§ What you should do
In the text on platinum nanoparticles assembled on boron nitride nanosheets, what role do the nanosheets play when Pt sits on B-vacancies?

§ Quoted passage
[BEGIN]

Taming interfacial electronic effects on Pt nanoparticles modulated by their concomitants has emerged as an intriguing approach to optimize Pt catalytic performance. Here, we report Pt nanoparticles assembled on vacancy-abundant hexagonal boron nitride nanosheets and their use as a model catalyst to embrace an interfacial electronic effect on Pt induced by the nanosheets with N-vacancies and B-vacancies for superior CO oxidation catalysis. Experimental results indicate that strong interaction exists between Pt and the vacancies. Bader charge analysis shows that with Pt on B-vacancies, the nanosheets serve as a Lewis acid to accept electrons from Pt, and on the contrary, when Pt sits on N-vacancies, the nanosheets act as a Lewis base for donating electrons to Pt. The overall-electronic effect demonstrates an electron-rich feature of Pt after assembling on hexagonal boron nitride nanosheets. Such an interfacial electronic effect makes Pt favour the adsorption of O2, alleviating CO poisoning and promoting the catalysis.

[END]

§ Data section
[BEGIN]

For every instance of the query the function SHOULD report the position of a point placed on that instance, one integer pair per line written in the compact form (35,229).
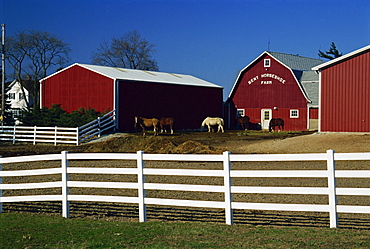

[END]

§ Exercise solution
They serve as a Lewis acid that accepts electrons from Pt.